▸ **RECORD SET**
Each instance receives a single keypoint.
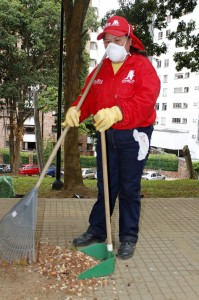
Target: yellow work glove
(72, 117)
(106, 117)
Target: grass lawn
(184, 188)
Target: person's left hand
(106, 117)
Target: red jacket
(134, 88)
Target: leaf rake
(17, 227)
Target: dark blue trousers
(124, 173)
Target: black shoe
(126, 250)
(86, 239)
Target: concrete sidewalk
(166, 261)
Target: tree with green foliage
(29, 47)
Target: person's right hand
(72, 117)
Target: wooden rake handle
(106, 192)
(66, 129)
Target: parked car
(5, 168)
(88, 173)
(29, 169)
(153, 176)
(52, 171)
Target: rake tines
(17, 230)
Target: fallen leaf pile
(62, 266)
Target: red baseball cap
(119, 26)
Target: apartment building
(177, 122)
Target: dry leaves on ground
(61, 266)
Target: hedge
(166, 162)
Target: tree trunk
(187, 156)
(39, 143)
(74, 18)
(17, 147)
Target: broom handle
(66, 129)
(106, 192)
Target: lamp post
(58, 184)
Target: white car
(88, 173)
(153, 176)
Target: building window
(159, 64)
(168, 19)
(165, 78)
(178, 76)
(180, 105)
(186, 75)
(168, 32)
(164, 106)
(93, 63)
(181, 75)
(177, 105)
(176, 120)
(186, 90)
(164, 92)
(181, 90)
(93, 45)
(157, 106)
(163, 121)
(89, 147)
(29, 129)
(160, 35)
(166, 63)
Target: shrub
(166, 162)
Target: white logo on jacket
(98, 81)
(129, 77)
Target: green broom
(17, 227)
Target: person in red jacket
(122, 100)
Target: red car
(29, 169)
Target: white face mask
(116, 53)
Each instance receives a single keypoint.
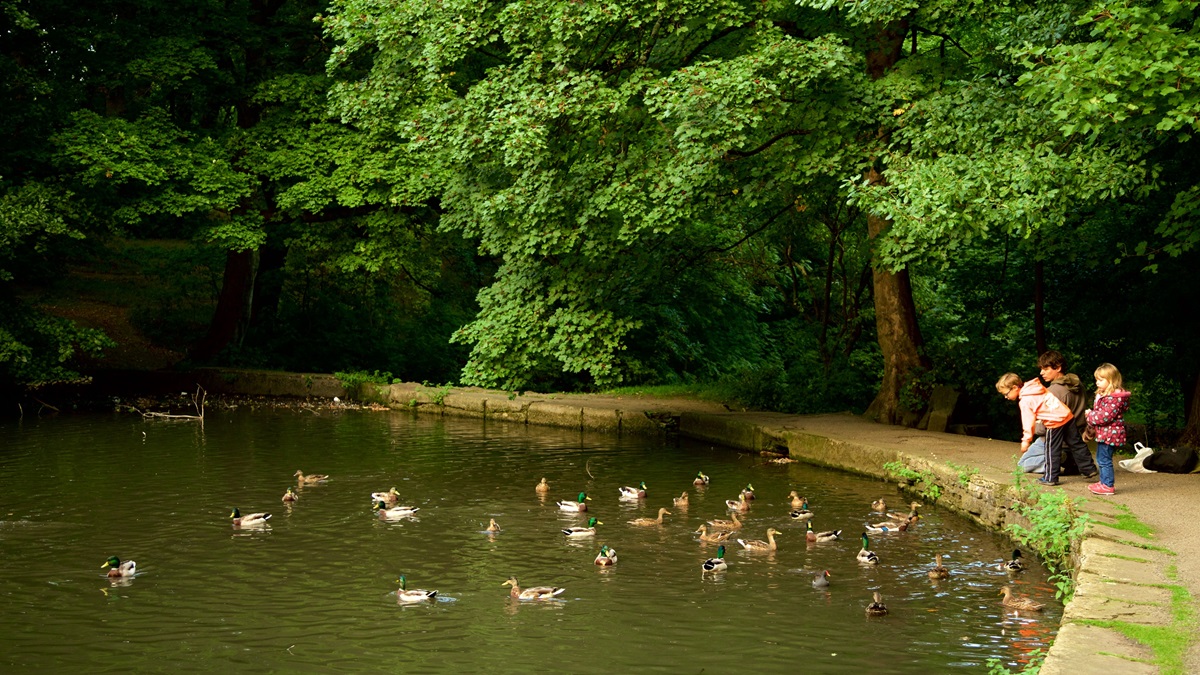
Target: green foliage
(927, 482)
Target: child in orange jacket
(1038, 405)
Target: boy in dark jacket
(1069, 389)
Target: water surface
(316, 590)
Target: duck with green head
(394, 513)
(606, 557)
(715, 563)
(250, 519)
(406, 595)
(576, 506)
(634, 493)
(118, 569)
(589, 531)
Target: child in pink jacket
(1038, 405)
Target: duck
(865, 555)
(821, 537)
(606, 557)
(390, 497)
(714, 537)
(877, 608)
(892, 526)
(577, 507)
(799, 511)
(412, 596)
(1014, 565)
(118, 569)
(759, 544)
(532, 593)
(732, 525)
(634, 493)
(649, 521)
(589, 531)
(394, 513)
(898, 515)
(250, 519)
(937, 571)
(797, 500)
(310, 479)
(1019, 602)
(739, 505)
(715, 563)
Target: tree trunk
(1192, 412)
(1039, 306)
(895, 312)
(899, 335)
(232, 316)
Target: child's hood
(1072, 382)
(1032, 388)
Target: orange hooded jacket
(1038, 404)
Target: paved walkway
(1121, 575)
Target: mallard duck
(250, 519)
(759, 544)
(733, 524)
(901, 517)
(394, 513)
(877, 608)
(892, 526)
(534, 593)
(821, 537)
(390, 497)
(118, 569)
(797, 500)
(579, 507)
(715, 537)
(634, 493)
(739, 505)
(310, 479)
(715, 563)
(1018, 602)
(937, 571)
(589, 531)
(415, 596)
(606, 557)
(1014, 565)
(649, 521)
(865, 555)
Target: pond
(316, 589)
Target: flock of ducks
(718, 531)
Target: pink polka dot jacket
(1108, 418)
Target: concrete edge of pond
(1119, 579)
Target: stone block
(600, 419)
(555, 414)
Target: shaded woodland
(808, 205)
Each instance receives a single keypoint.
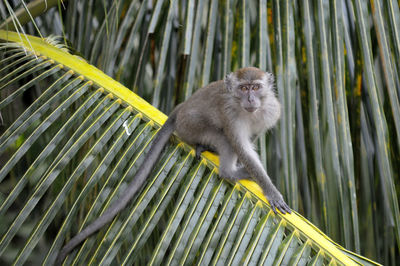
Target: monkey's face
(250, 96)
(250, 87)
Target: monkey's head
(250, 86)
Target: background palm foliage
(335, 155)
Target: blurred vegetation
(336, 153)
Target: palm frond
(88, 134)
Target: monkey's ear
(268, 79)
(230, 81)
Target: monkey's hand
(276, 201)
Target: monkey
(224, 116)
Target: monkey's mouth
(250, 109)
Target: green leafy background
(335, 155)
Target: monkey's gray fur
(223, 116)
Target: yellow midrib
(90, 72)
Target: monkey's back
(201, 113)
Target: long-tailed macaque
(223, 116)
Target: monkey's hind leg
(200, 148)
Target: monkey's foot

▸ **ASSIGNED TASK**
Exact repetition of the data is needed, with no images retained.

▸ **RESULT OF THIS EXERCISE**
Each instance receives a single keypoint.
Target: yellow work glove
(72, 117)
(106, 117)
Target: grass lawn
(184, 188)
Target: person's left hand
(106, 117)
Target: red jacket
(134, 88)
Target: leaf rake
(17, 227)
Target: dark blue trousers
(124, 173)
Target: black shoe
(126, 250)
(86, 239)
Target: concrete sidewalk
(166, 261)
Target: tree with green foliage
(29, 47)
Target: person's right hand
(72, 117)
Target: wooden rake handle
(106, 192)
(66, 129)
Target: parked car
(5, 168)
(88, 173)
(29, 169)
(153, 176)
(52, 171)
Target: rake tines
(17, 230)
Target: fallen leaf pile
(62, 266)
Target: red baseball cap
(119, 26)
Target: apartment building
(177, 122)
Target: dry leaves on ground
(61, 266)
Target: hedge
(166, 162)
Target: tree trunk
(187, 156)
(39, 143)
(74, 18)
(17, 147)
Target: broom handle
(66, 129)
(106, 192)
Target: lamp post
(58, 184)
Target: white car
(88, 173)
(153, 176)
Target: building window
(159, 64)
(168, 19)
(165, 78)
(178, 76)
(180, 105)
(186, 75)
(168, 32)
(164, 106)
(93, 63)
(181, 75)
(177, 105)
(176, 120)
(186, 90)
(164, 92)
(181, 90)
(93, 45)
(157, 106)
(163, 121)
(89, 147)
(29, 129)
(160, 35)
(166, 63)
Target: shrub
(166, 162)
Target: white logo on jacket
(98, 81)
(129, 77)
Target: green broom
(17, 227)
Target: person in red jacket
(122, 100)
Target: red car
(29, 169)
Target: white face mask
(116, 53)
Each instance receives a single keypoint.
Target: green foliage
(927, 482)
Target: child in orange jacket
(1038, 405)
Target: boy in dark jacket
(1069, 389)
Target: water surface
(316, 590)
Target: duck with green head
(394, 513)
(606, 557)
(715, 563)
(250, 519)
(406, 595)
(576, 506)
(634, 493)
(118, 569)
(589, 531)
Target: child in pink jacket
(1038, 405)
Target: duck
(865, 555)
(821, 537)
(606, 557)
(390, 497)
(714, 537)
(877, 608)
(892, 526)
(577, 507)
(799, 511)
(412, 596)
(1014, 565)
(118, 569)
(759, 544)
(532, 593)
(732, 525)
(634, 493)
(649, 521)
(589, 531)
(394, 513)
(898, 515)
(250, 519)
(937, 571)
(797, 500)
(310, 479)
(1019, 602)
(739, 505)
(715, 563)
Target: tree trunk
(1192, 412)
(1039, 306)
(895, 312)
(899, 335)
(232, 316)
Target: child's hood
(1072, 382)
(1032, 388)
Target: orange hooded jacket
(1038, 404)
Target: paved walkway
(1121, 575)
Target: mallard duck
(250, 519)
(759, 544)
(733, 524)
(901, 517)
(394, 513)
(877, 608)
(892, 526)
(534, 593)
(821, 537)
(390, 497)
(118, 569)
(797, 500)
(579, 507)
(715, 537)
(634, 493)
(739, 505)
(310, 479)
(715, 563)
(1018, 602)
(937, 571)
(589, 531)
(415, 596)
(606, 557)
(1014, 565)
(649, 521)
(865, 555)
Target: pond
(316, 589)
Target: flock of ducks
(718, 531)
Target: pink polka dot jacket
(1108, 418)
Target: concrete edge of pond
(1119, 579)
Target: stone block
(600, 419)
(555, 414)
Target: shaded woodland
(808, 205)
Each instance receives a single keypoint.
Target: monkey's face
(250, 96)
(250, 87)
Target: monkey's head
(250, 86)
Target: background palm foliage
(335, 155)
Target: blurred vegetation
(336, 153)
Target: palm frond
(88, 134)
Target: monkey's ear
(268, 79)
(230, 81)
Target: monkey's hand
(276, 201)
Target: monkey
(224, 116)
Target: monkey's mouth
(250, 109)
Target: green leafy background
(335, 155)
Target: monkey's gray fur
(223, 116)
Target: yellow midrib
(90, 72)
Target: monkey's back
(201, 113)
Target: long-tailed macaque
(223, 116)
Target: monkey's hind leg
(200, 148)
Target: monkey's foot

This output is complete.